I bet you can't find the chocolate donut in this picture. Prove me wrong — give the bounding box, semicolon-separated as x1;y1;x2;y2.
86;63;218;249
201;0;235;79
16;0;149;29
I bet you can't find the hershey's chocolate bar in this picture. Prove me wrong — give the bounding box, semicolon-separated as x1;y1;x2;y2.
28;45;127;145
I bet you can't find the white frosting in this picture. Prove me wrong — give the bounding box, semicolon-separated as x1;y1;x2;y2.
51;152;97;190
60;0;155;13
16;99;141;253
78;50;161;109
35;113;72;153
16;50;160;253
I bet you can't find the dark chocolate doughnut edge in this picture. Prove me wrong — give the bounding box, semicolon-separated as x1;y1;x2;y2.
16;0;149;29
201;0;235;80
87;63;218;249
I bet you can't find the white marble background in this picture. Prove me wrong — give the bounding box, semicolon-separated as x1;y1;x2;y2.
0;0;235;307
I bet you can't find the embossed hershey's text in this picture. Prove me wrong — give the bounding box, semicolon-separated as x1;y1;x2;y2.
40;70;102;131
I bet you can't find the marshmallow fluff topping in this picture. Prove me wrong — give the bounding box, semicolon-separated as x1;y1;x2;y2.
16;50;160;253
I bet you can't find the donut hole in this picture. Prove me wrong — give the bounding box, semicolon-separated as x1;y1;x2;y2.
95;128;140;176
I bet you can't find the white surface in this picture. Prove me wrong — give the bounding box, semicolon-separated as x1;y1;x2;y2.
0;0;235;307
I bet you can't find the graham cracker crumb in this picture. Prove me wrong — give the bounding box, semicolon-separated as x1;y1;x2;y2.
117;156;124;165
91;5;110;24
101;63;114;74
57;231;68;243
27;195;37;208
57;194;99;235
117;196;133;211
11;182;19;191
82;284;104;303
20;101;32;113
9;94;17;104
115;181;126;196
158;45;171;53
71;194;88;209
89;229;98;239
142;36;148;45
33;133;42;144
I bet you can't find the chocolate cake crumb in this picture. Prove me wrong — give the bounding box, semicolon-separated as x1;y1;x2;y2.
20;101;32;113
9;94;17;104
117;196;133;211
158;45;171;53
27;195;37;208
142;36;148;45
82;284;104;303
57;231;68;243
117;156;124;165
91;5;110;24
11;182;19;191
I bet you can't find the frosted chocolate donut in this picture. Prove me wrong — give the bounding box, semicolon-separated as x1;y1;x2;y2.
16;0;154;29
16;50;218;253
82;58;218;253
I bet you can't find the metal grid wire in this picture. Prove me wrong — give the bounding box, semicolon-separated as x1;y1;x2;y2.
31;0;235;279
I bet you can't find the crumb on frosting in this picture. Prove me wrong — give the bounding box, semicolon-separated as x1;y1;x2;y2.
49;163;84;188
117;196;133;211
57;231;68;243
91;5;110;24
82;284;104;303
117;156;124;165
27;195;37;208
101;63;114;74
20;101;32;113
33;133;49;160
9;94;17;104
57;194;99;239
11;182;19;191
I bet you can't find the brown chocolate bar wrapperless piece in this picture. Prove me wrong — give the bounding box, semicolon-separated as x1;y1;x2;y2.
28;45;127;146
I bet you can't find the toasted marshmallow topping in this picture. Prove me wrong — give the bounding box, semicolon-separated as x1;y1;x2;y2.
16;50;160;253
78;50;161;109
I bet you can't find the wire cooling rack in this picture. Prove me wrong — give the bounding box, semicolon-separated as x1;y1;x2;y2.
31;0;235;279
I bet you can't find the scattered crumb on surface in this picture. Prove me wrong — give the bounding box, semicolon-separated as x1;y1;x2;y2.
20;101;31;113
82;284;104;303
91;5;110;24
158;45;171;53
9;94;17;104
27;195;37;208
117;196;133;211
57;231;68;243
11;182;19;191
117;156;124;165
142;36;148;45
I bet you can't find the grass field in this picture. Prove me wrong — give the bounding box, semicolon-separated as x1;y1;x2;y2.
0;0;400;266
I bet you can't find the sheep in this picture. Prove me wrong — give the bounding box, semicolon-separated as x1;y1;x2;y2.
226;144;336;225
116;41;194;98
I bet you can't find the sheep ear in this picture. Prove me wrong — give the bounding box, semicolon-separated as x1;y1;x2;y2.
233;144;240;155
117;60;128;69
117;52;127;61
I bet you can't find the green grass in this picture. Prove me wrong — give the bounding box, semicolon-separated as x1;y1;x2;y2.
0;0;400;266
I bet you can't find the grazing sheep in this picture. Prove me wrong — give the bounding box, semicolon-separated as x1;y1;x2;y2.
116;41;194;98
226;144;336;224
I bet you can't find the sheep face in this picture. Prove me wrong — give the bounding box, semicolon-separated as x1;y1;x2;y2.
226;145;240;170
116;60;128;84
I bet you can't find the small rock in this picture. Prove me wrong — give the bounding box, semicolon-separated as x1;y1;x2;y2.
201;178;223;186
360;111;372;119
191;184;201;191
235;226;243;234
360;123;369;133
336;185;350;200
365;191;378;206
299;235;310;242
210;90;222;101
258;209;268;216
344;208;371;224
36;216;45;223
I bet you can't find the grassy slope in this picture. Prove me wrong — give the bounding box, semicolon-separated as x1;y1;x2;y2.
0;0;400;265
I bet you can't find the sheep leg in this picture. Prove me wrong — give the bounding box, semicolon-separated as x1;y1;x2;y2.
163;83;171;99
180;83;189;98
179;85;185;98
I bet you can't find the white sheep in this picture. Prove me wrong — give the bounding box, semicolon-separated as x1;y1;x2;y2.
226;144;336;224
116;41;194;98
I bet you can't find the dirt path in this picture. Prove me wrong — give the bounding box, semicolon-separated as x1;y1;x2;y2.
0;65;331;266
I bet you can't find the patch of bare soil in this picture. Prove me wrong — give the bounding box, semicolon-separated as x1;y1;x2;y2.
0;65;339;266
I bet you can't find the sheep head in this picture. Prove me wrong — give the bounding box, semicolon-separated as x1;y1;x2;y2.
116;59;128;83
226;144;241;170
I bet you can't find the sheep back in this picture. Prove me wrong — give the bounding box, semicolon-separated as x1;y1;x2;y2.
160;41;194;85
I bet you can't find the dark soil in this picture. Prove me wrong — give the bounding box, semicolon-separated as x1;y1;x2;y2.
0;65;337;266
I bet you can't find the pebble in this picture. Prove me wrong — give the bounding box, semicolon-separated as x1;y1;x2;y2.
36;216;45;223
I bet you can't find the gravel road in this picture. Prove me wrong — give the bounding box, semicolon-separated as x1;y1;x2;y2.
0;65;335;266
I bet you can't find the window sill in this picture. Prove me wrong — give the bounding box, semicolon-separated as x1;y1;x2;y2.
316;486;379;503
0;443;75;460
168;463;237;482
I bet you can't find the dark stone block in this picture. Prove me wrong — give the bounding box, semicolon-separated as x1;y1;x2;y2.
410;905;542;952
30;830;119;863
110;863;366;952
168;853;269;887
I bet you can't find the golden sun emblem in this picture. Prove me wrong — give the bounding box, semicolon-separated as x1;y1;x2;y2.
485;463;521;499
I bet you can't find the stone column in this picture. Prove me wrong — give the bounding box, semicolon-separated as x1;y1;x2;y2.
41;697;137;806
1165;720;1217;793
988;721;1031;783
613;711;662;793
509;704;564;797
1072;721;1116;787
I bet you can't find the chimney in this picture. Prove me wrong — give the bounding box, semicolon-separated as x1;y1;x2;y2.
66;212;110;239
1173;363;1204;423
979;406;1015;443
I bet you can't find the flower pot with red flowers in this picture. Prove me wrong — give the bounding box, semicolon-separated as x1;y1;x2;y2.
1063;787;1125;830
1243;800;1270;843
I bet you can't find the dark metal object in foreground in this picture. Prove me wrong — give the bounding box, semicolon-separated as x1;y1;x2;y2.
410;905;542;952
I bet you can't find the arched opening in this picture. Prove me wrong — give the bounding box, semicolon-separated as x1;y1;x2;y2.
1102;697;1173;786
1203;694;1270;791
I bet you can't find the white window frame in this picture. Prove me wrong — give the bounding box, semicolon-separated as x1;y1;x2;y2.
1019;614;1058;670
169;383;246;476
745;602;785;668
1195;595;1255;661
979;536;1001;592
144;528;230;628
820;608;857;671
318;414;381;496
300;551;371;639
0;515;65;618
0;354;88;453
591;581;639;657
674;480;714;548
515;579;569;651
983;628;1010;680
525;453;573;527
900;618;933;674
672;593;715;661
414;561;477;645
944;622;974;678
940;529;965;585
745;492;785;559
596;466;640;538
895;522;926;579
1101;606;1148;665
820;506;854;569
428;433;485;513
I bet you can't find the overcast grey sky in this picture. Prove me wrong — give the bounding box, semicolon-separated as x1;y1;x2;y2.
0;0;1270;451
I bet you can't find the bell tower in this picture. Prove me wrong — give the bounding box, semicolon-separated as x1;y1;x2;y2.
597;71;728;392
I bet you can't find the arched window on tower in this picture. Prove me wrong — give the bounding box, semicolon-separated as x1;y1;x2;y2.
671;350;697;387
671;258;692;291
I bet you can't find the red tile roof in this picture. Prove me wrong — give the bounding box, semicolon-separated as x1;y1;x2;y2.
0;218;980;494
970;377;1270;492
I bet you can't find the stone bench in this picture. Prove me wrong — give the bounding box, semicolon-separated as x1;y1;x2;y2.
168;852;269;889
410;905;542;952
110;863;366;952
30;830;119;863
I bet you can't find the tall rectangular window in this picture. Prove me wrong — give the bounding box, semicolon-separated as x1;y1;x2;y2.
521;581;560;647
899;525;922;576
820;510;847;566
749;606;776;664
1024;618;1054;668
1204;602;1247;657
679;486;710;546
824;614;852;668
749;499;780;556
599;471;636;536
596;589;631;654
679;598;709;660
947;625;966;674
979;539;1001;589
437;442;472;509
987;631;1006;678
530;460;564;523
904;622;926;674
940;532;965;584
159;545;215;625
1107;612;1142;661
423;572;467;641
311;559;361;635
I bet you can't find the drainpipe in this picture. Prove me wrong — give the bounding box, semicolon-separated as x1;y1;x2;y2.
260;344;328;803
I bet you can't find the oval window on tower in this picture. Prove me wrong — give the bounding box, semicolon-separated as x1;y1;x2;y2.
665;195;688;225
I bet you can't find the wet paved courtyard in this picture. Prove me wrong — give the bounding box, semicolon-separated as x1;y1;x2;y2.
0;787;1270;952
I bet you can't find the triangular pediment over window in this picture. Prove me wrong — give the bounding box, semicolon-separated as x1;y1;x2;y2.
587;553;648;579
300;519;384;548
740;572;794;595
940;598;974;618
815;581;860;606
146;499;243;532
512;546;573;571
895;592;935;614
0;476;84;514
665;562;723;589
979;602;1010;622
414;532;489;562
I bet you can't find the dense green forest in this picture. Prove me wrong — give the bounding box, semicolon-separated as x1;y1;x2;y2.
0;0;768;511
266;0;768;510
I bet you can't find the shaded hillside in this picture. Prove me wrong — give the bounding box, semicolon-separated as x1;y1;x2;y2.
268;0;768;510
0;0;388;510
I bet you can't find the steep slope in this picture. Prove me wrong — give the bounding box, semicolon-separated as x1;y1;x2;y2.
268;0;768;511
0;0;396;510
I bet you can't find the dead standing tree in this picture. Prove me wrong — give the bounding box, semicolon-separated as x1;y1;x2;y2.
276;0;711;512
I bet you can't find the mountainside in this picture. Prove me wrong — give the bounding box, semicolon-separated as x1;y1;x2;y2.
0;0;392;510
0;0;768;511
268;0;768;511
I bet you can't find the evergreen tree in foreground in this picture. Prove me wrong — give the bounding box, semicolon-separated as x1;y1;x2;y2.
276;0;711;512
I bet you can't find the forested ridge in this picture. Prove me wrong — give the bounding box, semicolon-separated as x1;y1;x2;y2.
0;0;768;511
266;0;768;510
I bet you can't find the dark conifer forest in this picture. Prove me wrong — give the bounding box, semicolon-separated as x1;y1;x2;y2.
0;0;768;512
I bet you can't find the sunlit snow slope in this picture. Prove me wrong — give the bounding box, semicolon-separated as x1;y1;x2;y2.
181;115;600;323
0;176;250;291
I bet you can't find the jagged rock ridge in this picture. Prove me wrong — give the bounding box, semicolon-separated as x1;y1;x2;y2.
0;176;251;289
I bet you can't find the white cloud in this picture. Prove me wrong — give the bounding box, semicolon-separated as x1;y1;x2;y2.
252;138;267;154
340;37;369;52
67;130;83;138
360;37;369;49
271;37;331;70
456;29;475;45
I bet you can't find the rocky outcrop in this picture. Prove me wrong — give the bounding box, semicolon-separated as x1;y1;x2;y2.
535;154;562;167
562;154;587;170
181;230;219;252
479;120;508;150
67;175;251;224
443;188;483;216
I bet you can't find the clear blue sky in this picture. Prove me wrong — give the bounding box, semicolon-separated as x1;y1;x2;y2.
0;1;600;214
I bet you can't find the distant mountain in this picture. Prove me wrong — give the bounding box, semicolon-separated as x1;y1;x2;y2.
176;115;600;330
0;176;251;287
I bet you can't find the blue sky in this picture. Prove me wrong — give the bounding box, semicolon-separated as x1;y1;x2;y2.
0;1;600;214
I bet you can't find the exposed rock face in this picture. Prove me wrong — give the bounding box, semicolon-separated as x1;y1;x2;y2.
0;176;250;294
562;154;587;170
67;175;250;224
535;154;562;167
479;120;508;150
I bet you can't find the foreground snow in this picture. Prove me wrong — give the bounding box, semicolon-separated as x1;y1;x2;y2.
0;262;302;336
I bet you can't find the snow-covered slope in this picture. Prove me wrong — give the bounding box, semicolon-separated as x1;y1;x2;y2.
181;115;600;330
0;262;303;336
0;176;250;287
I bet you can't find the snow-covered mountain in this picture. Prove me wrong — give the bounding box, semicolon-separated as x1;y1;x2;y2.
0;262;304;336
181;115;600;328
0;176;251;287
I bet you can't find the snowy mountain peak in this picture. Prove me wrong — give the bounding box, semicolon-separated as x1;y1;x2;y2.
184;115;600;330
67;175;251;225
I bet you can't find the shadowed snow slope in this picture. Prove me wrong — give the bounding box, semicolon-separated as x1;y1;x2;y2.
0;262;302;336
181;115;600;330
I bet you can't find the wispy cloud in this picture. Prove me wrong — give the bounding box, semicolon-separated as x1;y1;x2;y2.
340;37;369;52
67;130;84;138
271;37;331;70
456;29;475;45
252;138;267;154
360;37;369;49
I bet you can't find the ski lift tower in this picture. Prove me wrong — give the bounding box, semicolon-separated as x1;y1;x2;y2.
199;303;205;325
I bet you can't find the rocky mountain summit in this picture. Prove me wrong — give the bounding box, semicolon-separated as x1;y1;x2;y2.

• • • • • • •

▸ Instructions to follow: Arrange the records from the line containing "I bet you can't find the red" through the line containing "414;532;489;562", both included, as a Markdown table with the columns n and Line, giving each line a row number and leaving out blank lines.

▸ Solution to the exercise:
| n | Line |
|---|---|
| 1 | I bet you can't find the red tile roof in this picture. Prove me wrong — give the bounding box, semicolon-separated as x1;y1;x2;y2. |
| 2 | 0;218;980;494 |
| 3 | 970;377;1270;492 |
| 4 | I bet you can't find the stone bench in this picture. Prove me wrong — give the bounding box, semicolon-separated as x1;y1;x2;y2. |
| 5 | 168;852;269;889 |
| 6 | 410;905;542;952 |
| 7 | 110;863;366;952 |
| 8 | 30;830;119;863 |
| 9 | I bet you can't find the tall rectangular window in this picture. Prove me wrong — give the bounding box, semicolon-separated as x1;y1;x2;y2. |
| 10 | 521;581;560;647 |
| 11 | 899;525;922;576 |
| 12 | 820;510;847;566 |
| 13 | 749;606;776;664 |
| 14 | 1024;618;1054;668 |
| 15 | 1204;602;1247;657 |
| 16 | 679;486;710;546 |
| 17 | 824;614;852;668 |
| 18 | 749;499;780;556 |
| 19 | 599;471;636;536 |
| 20 | 596;589;631;654 |
| 21 | 679;598;709;660 |
| 22 | 947;625;966;674 |
| 23 | 979;539;1001;589 |
| 24 | 437;442;472;509 |
| 25 | 987;631;1006;678 |
| 26 | 530;460;564;523 |
| 27 | 904;622;926;674 |
| 28 | 940;532;965;584 |
| 29 | 159;545;215;625 |
| 30 | 1107;612;1142;661 |
| 31 | 423;572;467;641 |
| 32 | 311;559;361;635 |
| 33 | I bet you can't find the drainpipe in this picture. Prove me wrong — give the bounding box, semicolon-separated as x1;y1;x2;y2. |
| 34 | 260;344;328;803 |
| 35 | I bet you can't find the oval window on tower in this picture. Prove me wrong — give the bounding box, semicolon-separated as x1;y1;x2;y2. |
| 36 | 665;195;688;225 |
| 37 | I bet you can't find the wet paved courtyard in this picture. Prove me wrong — give the bounding box, semicolon-separated as x1;y1;x2;y2. |
| 38 | 0;787;1270;952 |
| 39 | I bet you can't find the triangular pediment over window in this picture. Prove me wrong — give the bounding box, semicolon-separated as x1;y1;x2;y2. |
| 40 | 587;553;648;579 |
| 41 | 300;519;384;548 |
| 42 | 740;572;794;595 |
| 43 | 940;598;974;618 |
| 44 | 815;581;860;606 |
| 45 | 146;499;243;532 |
| 46 | 512;546;573;571 |
| 47 | 895;592;935;614 |
| 48 | 0;476;84;514 |
| 49 | 665;562;723;589 |
| 50 | 979;602;1010;622 |
| 51 | 414;532;489;562 |